- _DATA FOR THIS TASK_
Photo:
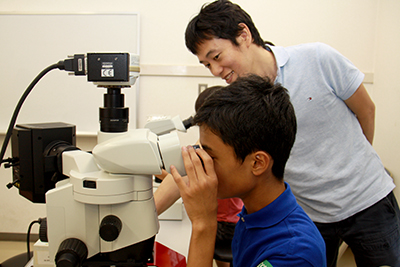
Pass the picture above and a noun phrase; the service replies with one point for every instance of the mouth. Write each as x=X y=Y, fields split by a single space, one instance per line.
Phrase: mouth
x=228 y=77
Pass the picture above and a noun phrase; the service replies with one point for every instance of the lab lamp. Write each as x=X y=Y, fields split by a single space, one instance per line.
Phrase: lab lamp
x=99 y=204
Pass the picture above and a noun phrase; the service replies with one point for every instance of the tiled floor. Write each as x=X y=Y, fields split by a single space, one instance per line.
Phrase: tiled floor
x=11 y=248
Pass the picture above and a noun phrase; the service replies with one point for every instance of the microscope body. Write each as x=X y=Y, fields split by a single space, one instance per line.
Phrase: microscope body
x=106 y=205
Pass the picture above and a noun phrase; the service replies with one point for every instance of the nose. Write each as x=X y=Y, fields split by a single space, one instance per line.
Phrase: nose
x=216 y=70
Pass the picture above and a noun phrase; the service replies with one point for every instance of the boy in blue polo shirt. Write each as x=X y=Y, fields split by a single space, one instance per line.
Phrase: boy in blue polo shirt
x=247 y=130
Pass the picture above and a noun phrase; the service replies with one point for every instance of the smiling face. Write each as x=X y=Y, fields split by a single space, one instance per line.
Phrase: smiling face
x=224 y=59
x=234 y=176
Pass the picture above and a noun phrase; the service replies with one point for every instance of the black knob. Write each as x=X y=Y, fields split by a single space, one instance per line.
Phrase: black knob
x=71 y=253
x=110 y=228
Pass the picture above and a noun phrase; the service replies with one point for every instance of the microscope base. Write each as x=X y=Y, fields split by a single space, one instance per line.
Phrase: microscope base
x=162 y=257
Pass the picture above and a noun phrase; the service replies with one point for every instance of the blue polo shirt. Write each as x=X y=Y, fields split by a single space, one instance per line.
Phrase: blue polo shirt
x=280 y=234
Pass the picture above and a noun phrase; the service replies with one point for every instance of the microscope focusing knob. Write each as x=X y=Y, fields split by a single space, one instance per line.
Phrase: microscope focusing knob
x=110 y=228
x=71 y=253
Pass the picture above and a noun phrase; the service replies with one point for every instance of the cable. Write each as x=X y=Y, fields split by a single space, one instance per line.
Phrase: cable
x=59 y=65
x=28 y=237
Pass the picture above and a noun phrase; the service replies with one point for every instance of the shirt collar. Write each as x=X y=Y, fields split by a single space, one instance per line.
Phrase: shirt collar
x=281 y=55
x=272 y=214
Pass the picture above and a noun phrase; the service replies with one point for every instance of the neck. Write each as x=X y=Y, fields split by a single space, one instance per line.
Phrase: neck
x=263 y=194
x=264 y=63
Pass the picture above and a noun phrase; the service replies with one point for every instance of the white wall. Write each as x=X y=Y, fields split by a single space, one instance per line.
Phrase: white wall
x=365 y=31
x=386 y=92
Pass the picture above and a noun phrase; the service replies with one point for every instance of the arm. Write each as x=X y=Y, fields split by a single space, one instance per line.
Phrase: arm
x=363 y=107
x=199 y=195
x=166 y=194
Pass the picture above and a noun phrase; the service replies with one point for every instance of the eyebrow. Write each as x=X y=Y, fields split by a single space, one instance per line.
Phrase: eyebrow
x=207 y=55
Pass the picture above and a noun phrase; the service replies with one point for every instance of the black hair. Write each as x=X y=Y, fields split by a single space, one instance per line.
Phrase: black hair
x=203 y=96
x=252 y=114
x=219 y=19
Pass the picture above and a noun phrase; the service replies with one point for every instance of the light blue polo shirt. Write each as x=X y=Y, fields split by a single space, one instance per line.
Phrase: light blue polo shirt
x=280 y=234
x=333 y=170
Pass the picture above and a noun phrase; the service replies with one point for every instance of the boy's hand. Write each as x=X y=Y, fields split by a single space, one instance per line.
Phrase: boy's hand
x=199 y=193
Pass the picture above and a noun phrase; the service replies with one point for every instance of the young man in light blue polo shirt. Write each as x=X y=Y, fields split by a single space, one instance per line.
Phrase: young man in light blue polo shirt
x=247 y=130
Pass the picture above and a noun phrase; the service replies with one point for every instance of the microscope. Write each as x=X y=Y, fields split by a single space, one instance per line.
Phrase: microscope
x=99 y=204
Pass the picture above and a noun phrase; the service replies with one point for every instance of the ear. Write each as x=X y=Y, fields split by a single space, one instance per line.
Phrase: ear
x=262 y=162
x=245 y=36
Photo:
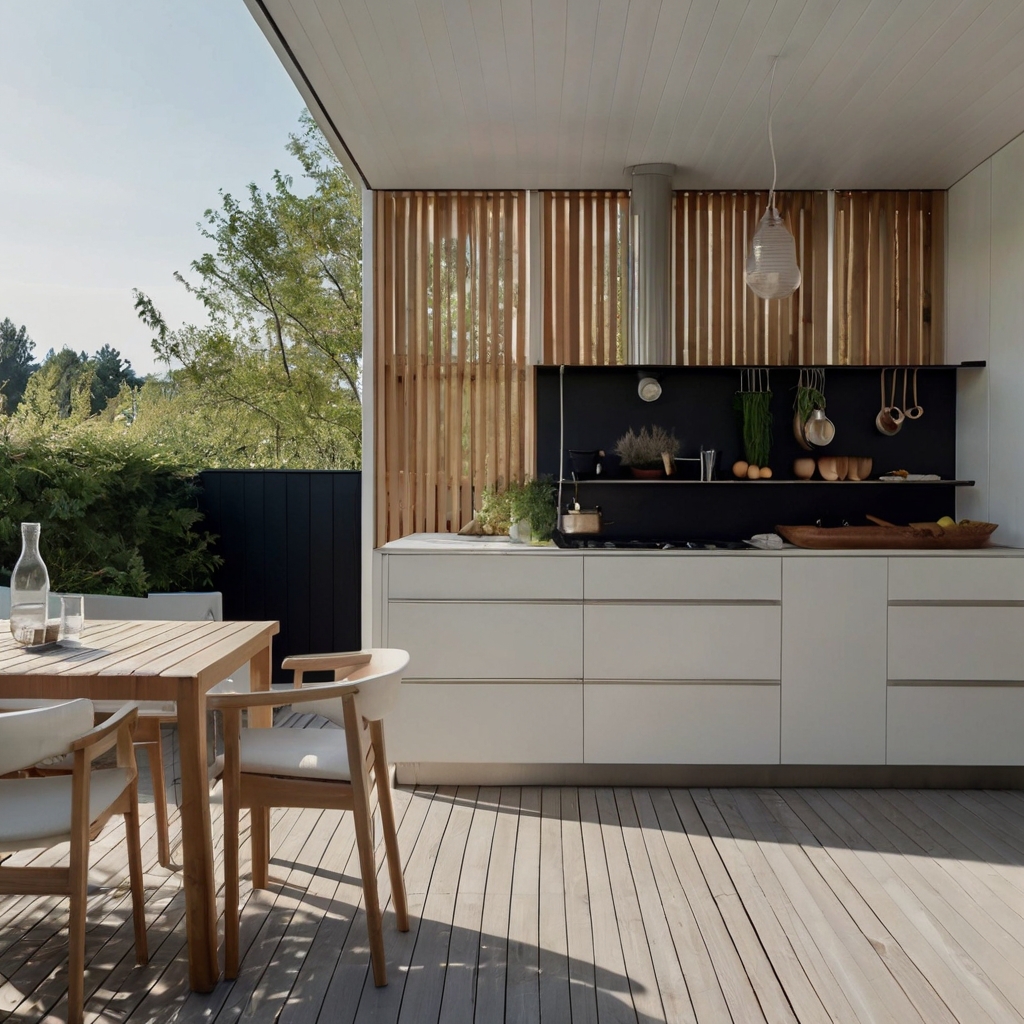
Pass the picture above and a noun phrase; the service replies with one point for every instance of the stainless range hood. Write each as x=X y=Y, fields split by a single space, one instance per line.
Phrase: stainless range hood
x=650 y=262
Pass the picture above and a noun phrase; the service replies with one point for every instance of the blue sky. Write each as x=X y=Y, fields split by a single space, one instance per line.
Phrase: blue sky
x=119 y=122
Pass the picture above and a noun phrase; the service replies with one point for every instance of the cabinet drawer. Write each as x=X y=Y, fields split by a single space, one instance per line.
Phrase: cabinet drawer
x=948 y=642
x=491 y=640
x=956 y=578
x=502 y=723
x=681 y=723
x=682 y=641
x=955 y=725
x=515 y=577
x=682 y=578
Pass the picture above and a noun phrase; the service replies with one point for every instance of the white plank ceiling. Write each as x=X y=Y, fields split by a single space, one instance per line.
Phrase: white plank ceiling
x=567 y=93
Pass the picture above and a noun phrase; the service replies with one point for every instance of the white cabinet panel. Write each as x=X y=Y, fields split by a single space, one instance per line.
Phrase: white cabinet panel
x=682 y=641
x=501 y=723
x=834 y=660
x=517 y=576
x=681 y=723
x=949 y=642
x=955 y=725
x=682 y=578
x=956 y=578
x=488 y=640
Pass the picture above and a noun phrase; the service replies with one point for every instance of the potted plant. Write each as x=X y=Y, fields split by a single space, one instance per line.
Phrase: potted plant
x=535 y=503
x=643 y=452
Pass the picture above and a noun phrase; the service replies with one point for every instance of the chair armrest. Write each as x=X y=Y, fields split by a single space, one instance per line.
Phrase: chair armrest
x=117 y=728
x=322 y=663
x=278 y=698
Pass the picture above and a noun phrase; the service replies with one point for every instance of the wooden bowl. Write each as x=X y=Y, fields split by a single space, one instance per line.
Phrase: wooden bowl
x=826 y=467
x=803 y=469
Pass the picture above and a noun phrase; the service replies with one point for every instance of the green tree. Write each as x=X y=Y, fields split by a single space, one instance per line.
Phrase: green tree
x=283 y=290
x=59 y=390
x=16 y=365
x=110 y=373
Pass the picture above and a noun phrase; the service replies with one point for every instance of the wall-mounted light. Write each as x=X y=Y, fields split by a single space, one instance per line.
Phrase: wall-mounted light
x=771 y=269
x=649 y=389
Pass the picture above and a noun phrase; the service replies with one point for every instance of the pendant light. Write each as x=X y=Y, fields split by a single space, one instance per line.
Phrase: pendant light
x=771 y=269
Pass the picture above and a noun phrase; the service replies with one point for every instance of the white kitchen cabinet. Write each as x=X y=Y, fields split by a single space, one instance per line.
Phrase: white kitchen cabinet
x=681 y=641
x=487 y=722
x=488 y=640
x=485 y=578
x=955 y=725
x=681 y=723
x=956 y=642
x=960 y=579
x=701 y=578
x=834 y=660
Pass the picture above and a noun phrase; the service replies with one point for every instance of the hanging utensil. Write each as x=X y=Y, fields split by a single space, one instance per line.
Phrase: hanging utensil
x=915 y=412
x=890 y=417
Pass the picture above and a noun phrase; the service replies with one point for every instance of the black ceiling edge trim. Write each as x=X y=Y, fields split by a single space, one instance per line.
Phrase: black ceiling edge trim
x=309 y=86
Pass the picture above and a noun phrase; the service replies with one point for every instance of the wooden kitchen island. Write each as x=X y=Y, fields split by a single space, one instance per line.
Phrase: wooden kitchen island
x=604 y=667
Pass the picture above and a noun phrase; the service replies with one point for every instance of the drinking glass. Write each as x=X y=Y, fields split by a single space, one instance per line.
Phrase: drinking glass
x=72 y=619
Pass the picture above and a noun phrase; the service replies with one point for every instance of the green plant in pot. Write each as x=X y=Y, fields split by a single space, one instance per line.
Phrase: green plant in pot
x=535 y=502
x=642 y=453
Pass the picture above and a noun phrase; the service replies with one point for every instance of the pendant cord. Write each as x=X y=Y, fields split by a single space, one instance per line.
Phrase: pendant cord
x=771 y=140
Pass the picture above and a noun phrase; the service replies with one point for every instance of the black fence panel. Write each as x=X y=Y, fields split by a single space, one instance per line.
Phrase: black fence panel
x=290 y=540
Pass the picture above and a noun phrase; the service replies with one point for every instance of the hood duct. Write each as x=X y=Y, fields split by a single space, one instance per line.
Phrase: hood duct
x=650 y=262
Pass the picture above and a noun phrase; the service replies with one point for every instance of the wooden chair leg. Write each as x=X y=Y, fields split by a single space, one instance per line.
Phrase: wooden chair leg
x=135 y=873
x=230 y=787
x=371 y=899
x=155 y=752
x=386 y=804
x=260 y=833
x=78 y=885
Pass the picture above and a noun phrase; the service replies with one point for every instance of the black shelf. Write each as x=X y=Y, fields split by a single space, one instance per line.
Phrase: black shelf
x=769 y=482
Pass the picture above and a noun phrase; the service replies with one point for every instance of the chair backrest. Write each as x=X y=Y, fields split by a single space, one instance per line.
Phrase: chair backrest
x=379 y=681
x=28 y=736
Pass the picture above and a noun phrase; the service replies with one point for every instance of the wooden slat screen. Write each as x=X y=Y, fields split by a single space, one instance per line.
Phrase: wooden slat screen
x=889 y=276
x=586 y=265
x=719 y=321
x=454 y=401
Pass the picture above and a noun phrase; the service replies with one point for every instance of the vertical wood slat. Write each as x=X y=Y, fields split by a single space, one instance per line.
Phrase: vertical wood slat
x=453 y=384
x=890 y=276
x=718 y=320
x=585 y=250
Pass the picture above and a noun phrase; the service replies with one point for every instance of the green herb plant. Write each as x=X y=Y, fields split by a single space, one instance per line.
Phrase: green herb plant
x=753 y=402
x=643 y=450
x=536 y=502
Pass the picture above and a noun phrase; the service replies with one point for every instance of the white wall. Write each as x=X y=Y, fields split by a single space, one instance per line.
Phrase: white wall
x=985 y=274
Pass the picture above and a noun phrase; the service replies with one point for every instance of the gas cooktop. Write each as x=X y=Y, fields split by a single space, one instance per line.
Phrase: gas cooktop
x=599 y=542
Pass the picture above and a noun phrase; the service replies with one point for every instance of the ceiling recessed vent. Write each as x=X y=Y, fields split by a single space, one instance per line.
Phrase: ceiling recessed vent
x=650 y=233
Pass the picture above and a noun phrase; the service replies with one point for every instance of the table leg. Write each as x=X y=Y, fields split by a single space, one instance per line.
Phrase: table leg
x=259 y=817
x=197 y=842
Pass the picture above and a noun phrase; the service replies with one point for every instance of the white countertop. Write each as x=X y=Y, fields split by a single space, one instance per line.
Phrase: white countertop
x=454 y=544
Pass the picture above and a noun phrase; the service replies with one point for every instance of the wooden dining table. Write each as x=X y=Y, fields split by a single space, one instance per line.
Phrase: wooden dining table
x=160 y=660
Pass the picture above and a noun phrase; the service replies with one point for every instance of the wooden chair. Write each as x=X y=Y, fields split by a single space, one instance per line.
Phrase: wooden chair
x=154 y=715
x=41 y=812
x=322 y=768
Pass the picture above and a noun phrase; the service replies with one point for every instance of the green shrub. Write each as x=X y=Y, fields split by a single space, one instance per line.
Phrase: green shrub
x=117 y=517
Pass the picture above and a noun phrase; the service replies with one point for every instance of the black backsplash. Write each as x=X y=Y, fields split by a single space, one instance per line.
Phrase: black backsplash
x=696 y=403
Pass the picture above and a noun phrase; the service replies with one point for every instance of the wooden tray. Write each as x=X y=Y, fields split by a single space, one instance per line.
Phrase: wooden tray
x=888 y=537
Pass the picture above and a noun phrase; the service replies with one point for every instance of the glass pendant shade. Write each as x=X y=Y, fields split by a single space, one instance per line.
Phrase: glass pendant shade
x=771 y=269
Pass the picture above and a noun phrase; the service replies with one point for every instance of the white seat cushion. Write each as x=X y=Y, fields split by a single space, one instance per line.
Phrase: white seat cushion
x=295 y=753
x=35 y=813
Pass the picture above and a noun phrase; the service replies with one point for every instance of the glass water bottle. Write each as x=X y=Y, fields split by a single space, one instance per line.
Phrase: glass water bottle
x=30 y=588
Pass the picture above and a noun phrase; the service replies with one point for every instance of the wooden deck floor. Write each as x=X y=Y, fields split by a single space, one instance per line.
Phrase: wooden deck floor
x=585 y=905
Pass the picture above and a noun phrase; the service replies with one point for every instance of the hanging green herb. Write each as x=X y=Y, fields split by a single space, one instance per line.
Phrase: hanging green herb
x=753 y=402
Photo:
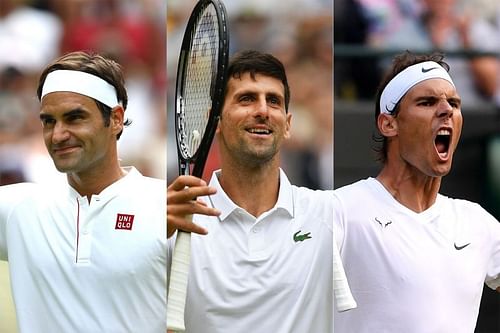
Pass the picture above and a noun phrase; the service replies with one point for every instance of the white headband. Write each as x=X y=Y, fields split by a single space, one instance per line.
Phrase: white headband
x=81 y=83
x=406 y=79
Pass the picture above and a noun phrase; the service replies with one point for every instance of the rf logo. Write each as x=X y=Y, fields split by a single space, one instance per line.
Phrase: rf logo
x=124 y=222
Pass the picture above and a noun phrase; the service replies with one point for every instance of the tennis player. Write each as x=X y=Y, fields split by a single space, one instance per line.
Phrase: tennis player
x=263 y=259
x=416 y=260
x=89 y=254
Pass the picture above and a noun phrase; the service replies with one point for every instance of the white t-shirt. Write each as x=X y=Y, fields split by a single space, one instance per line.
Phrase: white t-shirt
x=267 y=274
x=87 y=267
x=413 y=272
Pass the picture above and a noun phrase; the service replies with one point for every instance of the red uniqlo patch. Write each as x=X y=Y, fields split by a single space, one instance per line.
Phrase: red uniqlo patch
x=124 y=221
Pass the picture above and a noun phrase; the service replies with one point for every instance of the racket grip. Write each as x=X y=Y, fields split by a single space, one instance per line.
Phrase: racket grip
x=341 y=289
x=176 y=301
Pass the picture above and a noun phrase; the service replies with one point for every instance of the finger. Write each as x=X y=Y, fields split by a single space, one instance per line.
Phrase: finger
x=191 y=208
x=188 y=194
x=186 y=181
x=177 y=223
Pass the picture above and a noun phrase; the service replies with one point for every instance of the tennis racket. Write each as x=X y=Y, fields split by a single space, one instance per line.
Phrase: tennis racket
x=201 y=77
x=341 y=290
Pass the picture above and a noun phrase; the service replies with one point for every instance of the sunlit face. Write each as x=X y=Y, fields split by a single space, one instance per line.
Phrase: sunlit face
x=74 y=132
x=253 y=122
x=428 y=127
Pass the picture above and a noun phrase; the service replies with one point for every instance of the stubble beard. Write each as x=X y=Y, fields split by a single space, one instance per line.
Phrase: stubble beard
x=255 y=156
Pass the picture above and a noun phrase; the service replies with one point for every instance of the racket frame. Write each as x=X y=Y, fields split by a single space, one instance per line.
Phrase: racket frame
x=181 y=256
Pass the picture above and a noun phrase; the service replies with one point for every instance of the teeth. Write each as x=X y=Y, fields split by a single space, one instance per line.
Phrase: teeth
x=444 y=132
x=259 y=131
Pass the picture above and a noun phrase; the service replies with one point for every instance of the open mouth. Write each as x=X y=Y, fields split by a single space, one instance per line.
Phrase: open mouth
x=442 y=142
x=259 y=131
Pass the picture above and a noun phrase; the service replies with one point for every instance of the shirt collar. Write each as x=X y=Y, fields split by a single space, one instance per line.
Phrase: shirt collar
x=119 y=186
x=222 y=202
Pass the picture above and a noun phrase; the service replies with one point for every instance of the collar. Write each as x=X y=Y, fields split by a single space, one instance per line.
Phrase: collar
x=222 y=202
x=122 y=185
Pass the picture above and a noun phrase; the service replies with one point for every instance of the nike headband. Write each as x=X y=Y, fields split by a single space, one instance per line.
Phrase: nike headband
x=81 y=83
x=406 y=79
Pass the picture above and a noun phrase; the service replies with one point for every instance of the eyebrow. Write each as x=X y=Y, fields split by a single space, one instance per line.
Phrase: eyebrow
x=74 y=112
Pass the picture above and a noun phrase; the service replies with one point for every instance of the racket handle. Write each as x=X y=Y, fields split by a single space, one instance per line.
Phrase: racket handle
x=341 y=289
x=179 y=272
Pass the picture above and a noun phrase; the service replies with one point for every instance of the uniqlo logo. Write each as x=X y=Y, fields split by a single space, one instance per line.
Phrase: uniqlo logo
x=124 y=222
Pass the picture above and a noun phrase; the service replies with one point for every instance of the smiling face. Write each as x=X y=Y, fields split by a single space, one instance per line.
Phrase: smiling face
x=253 y=123
x=426 y=131
x=75 y=134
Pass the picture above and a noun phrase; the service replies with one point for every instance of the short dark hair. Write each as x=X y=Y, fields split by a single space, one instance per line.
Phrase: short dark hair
x=97 y=65
x=255 y=62
x=399 y=63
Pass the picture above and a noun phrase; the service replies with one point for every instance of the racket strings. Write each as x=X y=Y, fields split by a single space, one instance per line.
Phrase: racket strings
x=201 y=66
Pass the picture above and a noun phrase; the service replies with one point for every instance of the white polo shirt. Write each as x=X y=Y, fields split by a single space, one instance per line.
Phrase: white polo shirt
x=267 y=274
x=413 y=272
x=87 y=267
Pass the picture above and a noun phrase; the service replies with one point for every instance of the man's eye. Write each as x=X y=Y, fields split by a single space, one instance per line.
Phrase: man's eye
x=245 y=98
x=47 y=122
x=75 y=117
x=274 y=100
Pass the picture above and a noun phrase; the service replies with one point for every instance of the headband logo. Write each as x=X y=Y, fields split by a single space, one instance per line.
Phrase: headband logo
x=425 y=70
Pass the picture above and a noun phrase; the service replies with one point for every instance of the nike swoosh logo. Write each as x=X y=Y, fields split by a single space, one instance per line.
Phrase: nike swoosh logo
x=460 y=247
x=300 y=238
x=425 y=70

- _WHAT THE EXERCISE ASKS_
Recast the lines from the one containing "the racket grip." through the one containing "x=176 y=301", both included, as a Markdown table with the columns Row and Line text. Number each line in order and leave out any blank lines.

- _EXERCISE ANSWER_
| Row | Line text |
|---|---|
| 1 | Pass the picture above and a noun phrase; the service replies with one point for every instance of the racket grip. Write each as x=X y=Y, fields split by a single space, one instance per line. |
| 2 | Phrase: racket grip |
| 3 | x=341 y=289 |
| 4 | x=176 y=301 |